Information provided
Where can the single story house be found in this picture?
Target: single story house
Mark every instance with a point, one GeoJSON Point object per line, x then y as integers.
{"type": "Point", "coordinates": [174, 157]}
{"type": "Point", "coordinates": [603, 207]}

Your objective
Output every row above verbatim, in the same order and with the same line breaks.

Full output
Where can the single story house be found in this picture?
Target: single story house
Mark every instance with a point, one GeoJSON Point object per line, x then y as integers.
{"type": "Point", "coordinates": [174, 157]}
{"type": "Point", "coordinates": [603, 207]}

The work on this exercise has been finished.